• **Supplied passage**
Don’t Share Your Domain Events!

Don’t Share Your Domain Events!

Designing for Evolution

The first step to designing an evolutionary architecture is to design our software so that it can evolve easily. Yes, it’s easier said than done.

What does it mean to design a system that can easily evolve with the continuous requests from the client? Let’s start with the classic legacy code. Often, I hear the term “legacy code” associated with an old application that needs to be rewritten using a new framework, new technologies, and current languages to adapt to new requirements. Nothing could be further from the truth. Code can be considered legacy even if it was written last week. What characterizes legacy code is that the application in question is important to the company and profitable, but its maintenance or evolution is complicated due to the high dependency of objects within it, to the point that modifying one requires changing the entire project, which, of course, scares everyone.

As always, Domain-Driven Design comes to our rescue. The best way to make an application easy to maintain is to divide it into many small modules, not necessarily microservices, each associated with a specific business area. For this, we’ve seen how strategic patterns, particularly Ubiquitous Language and Bounded Context, are highly supportive. But are they sufficient? The Bounded Context still represents a fairly large area of our business model; therefore, the risk of handling something complex remains. Indeed, E. Evans has presented a series of tactical patterns, much more oriented towards the development of the application than its understanding and division. We won’t list all the tactical patterns, which you can find in Evans’ book, but we’ll focus on those that interest us most in creating an application that can last over time and be maintained without too much anxiety.


Among all the tactical patterns, the one we are interested in analyzing is the aggregate. The aggregate is a simplified representation of the business model we aim to solve. It is a complex and fundamental pattern within Domain-Driven Design. It consists of one or more entities and one or more value objects.

• **Required tasks**
a) Rewrite the Domain-Driven Design passage from "As always, Domain-Driven" up to and including "too much anxiety.", replacing "Bounded Context" with "Context Boundary".
b) Extend the Domain-Driven Design passage onward from its final sentence.

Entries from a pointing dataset

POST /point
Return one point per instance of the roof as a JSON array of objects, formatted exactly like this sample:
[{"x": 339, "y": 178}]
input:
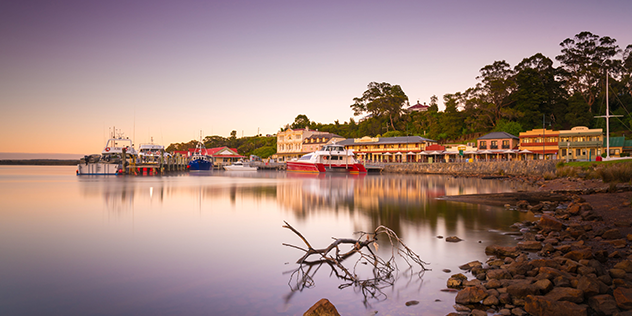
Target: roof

• **Responses to the tasks**
a)
As always, Domain-Driven Design comes to our rescue. The best way to make an application easy to maintain is to divide it into many small modules, not necessarily microservices, each associated with a specific business area. For this, we’ve seen how strategic patterns, particularly Ubiquitous Language and Context Boundary, are highly supportive. But are they sufficient? The Context Boundary still represents a fairly large area of our business model; therefore, the risk of handling something complex remains. Indeed, E. Evans has presented a series of tactical patterns, much more oriented towards the development of the application than its understanding and division. We won’t list all the tactical patterns, which you can find in Evans’ book, but we’ll focus on those that interest us most in creating an application that can last over time and be maintained without too much anxiety.

b)
Described like this, it seems almost simple to design an aggregate, but in reality, it is one of the most complex phases of the development process. Being a simplified representation of the business model, it must stay as close as possible to the real business model. Without delving too much into philosophical discussions, our software will solve the business problems in question as long as the two models do not diverge too much. That is, as long as any request from our client can be implemented in our code.

So, are we back to square one? Absolutely not. The aggregate is not just a container of properties that describe reality but implements all the methods necessary to describe its behavior. Everything related to the particular problem it solves passes through it and no other point within our application. At this point, it is easy to understand that any changes made to this aspect of the business within our code only involve this aggregate, without affecting other parts of the code. Each aggregate is a small isolated world that must certainly communicate with others, and we will soon see how, but it does not depend on others to make its decisions and validate them according to the implemented business rules, or invariants.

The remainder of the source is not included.